**WHAT IS REQUIRED:** Copy out every one of the lines below verbatim, changing nothing.

**Records of labeled points:**
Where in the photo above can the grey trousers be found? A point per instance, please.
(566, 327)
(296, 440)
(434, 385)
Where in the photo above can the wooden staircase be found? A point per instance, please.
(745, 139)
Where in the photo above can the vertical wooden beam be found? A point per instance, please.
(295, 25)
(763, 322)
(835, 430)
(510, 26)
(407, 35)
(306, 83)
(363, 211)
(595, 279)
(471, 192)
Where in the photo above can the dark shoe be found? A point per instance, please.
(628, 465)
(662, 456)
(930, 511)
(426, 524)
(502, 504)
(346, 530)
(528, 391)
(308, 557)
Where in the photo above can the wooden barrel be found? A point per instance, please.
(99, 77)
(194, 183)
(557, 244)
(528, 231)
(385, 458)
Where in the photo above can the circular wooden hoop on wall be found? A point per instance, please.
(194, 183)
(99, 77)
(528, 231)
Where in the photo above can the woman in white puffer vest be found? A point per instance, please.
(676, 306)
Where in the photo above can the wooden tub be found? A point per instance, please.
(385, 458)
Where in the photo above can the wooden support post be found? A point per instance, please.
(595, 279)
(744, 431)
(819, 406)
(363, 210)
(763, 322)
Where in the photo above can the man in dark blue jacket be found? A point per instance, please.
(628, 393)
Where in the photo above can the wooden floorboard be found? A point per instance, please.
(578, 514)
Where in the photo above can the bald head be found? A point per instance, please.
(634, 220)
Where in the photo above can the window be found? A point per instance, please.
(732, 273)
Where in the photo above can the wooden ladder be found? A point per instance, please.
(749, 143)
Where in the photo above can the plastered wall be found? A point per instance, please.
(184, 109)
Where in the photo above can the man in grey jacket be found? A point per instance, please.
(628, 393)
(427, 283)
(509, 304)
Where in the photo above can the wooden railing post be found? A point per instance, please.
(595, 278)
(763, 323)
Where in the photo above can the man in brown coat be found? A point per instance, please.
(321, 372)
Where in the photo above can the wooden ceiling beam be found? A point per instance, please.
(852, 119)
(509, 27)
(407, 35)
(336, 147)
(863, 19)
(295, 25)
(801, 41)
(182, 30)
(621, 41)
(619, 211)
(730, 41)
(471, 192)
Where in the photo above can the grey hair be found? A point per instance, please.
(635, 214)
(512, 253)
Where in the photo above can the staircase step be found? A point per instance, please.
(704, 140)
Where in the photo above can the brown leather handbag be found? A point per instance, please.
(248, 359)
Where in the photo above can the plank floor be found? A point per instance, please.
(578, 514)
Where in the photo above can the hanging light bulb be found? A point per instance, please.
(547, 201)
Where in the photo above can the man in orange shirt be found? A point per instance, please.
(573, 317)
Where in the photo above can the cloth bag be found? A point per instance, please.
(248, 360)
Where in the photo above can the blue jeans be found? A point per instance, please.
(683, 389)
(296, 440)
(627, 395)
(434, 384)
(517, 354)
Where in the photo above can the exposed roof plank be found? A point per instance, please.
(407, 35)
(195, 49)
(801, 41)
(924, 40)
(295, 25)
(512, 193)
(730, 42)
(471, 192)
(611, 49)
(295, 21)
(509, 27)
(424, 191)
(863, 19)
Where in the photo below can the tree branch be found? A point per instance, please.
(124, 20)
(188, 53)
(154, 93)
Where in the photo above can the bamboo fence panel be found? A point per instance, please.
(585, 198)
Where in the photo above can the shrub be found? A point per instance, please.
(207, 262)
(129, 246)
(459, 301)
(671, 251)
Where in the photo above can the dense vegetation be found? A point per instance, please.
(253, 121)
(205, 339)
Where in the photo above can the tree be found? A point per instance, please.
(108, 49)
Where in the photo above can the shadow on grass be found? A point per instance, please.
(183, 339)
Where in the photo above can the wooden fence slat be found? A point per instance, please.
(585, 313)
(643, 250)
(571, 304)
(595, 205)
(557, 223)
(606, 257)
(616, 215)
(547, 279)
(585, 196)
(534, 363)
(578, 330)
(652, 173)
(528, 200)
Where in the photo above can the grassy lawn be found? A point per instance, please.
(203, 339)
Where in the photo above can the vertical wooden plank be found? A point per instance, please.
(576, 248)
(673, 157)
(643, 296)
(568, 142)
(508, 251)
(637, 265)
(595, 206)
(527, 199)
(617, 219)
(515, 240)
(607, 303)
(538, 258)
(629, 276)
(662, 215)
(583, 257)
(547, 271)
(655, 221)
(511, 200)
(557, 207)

**EXERCISE RESPONSE:**
Where in the photo above can the grey trousers be found? A point per instance, please.
(566, 327)
(296, 440)
(434, 385)
Where in the photo above can the wooden staircase be found? A point per instance, please.
(745, 139)
Where in the photo above can the vertical wooden beam be found? A point per instance, please.
(295, 25)
(763, 322)
(835, 430)
(510, 26)
(407, 35)
(306, 83)
(363, 211)
(595, 279)
(471, 192)
Where in the photo above can the dark shoe be found? A point per instance, please.
(628, 465)
(662, 456)
(930, 511)
(426, 524)
(502, 504)
(346, 530)
(528, 391)
(308, 557)
Where in the photo above can the wooden barrel be found? A point per instance, please.
(99, 77)
(194, 183)
(557, 244)
(528, 231)
(385, 458)
Where in the photo above can the circular wooden hoop on wall be found? A point per instance, please.
(194, 183)
(99, 77)
(528, 231)
Where in the photo above can the woman in white puffer vest be found? A point per instance, please.
(676, 306)
Where in the photo above can the wooden tub be found? A point per instance, please.
(385, 458)
Where in the photo above can the wooden support post be found? A point per instance, please.
(595, 279)
(744, 431)
(819, 406)
(363, 210)
(763, 322)
Where in the photo above can the man in dark blue jacket be found? A point per instance, please.
(628, 393)
Where in the photo above can the wooden floorboard be found? A point per instance, please.
(578, 514)
Where in the photo above can the bald head be found? A point per instance, please.
(634, 220)
Where in the photo above can the window be found? A point per instance, please.
(732, 273)
Where in the photo above can the wooden ladder be found? A point per instance, please.
(749, 143)
Where in the photo above can the plastered wall be found? A point per instance, please.
(184, 109)
Where in the photo above can the man in grey jacket be found? A point per instance, please.
(628, 393)
(427, 283)
(509, 304)
Where in the photo above can the wooden railing post be found? A point per instance, please.
(595, 278)
(763, 323)
Where in the photo above can the man in brown coat be found? A point per instance, please.
(321, 372)
Where in the photo above can the wooden ceiling beam be found? A point per instance, please.
(852, 119)
(509, 27)
(407, 35)
(336, 147)
(863, 19)
(295, 25)
(801, 41)
(182, 30)
(621, 41)
(619, 211)
(730, 41)
(471, 192)
Where in the photo above can the grey hair be found? A point per instance, please.
(635, 214)
(512, 253)
Where in the photo above can the staircase step be found? A point per instance, please.
(704, 140)
Where in the photo above can the brown leather handbag be found? A point per instance, please.
(248, 359)
Where in the photo above can the plank floor be found? A point per instance, please.
(578, 514)
Where in the photo above can the hanging light bulb be found? A point per instance, please.
(547, 201)
Where in the photo above can the man in orange shirt be found? A point per instance, please.
(573, 317)
Where in the photo above can the cloth bag be found? A point per instance, please.
(248, 360)
Where in the photo above can the blue jeans be found? A point per instance, please.
(683, 389)
(296, 440)
(627, 395)
(434, 384)
(517, 354)
Where in the photo above can the exposed roof plank be found? A point per instance, please.
(407, 35)
(195, 49)
(801, 41)
(924, 40)
(295, 25)
(512, 193)
(730, 42)
(471, 192)
(611, 49)
(295, 21)
(509, 27)
(424, 191)
(863, 19)
Where in the photo below can the tree branch be found? A point per instance, please.
(124, 20)
(188, 53)
(154, 93)
Where in the photo above can the bamboo fence panel be found? A point per instance, please.
(585, 198)
Where in the photo above can the shrub be found? A point per instance, please.
(207, 262)
(129, 246)
(459, 301)
(671, 251)
Where in the photo above can the dense vegetation be found? A point per instance, please.
(253, 121)
(205, 339)
Where in the photo above can the tree be found? A point per instance, please.
(108, 49)
Where in the photo above can the shadow on grass be found? A point per instance, please.
(183, 339)
Where in the photo above can the wooden fence slat be found? A point per instance, please.
(585, 313)
(643, 250)
(571, 304)
(595, 205)
(557, 223)
(606, 257)
(616, 215)
(547, 279)
(585, 196)
(534, 363)
(578, 330)
(652, 173)
(528, 200)
Where in the photo above can the grassy lawn be found? A point per instance, please.
(203, 339)
Where in the photo above can the vertical wooden plank be found? A point per instance, please.
(576, 248)
(673, 157)
(643, 296)
(568, 142)
(508, 251)
(637, 265)
(595, 206)
(527, 199)
(617, 219)
(515, 240)
(607, 303)
(538, 258)
(629, 276)
(662, 215)
(583, 257)
(547, 271)
(655, 221)
(511, 200)
(557, 207)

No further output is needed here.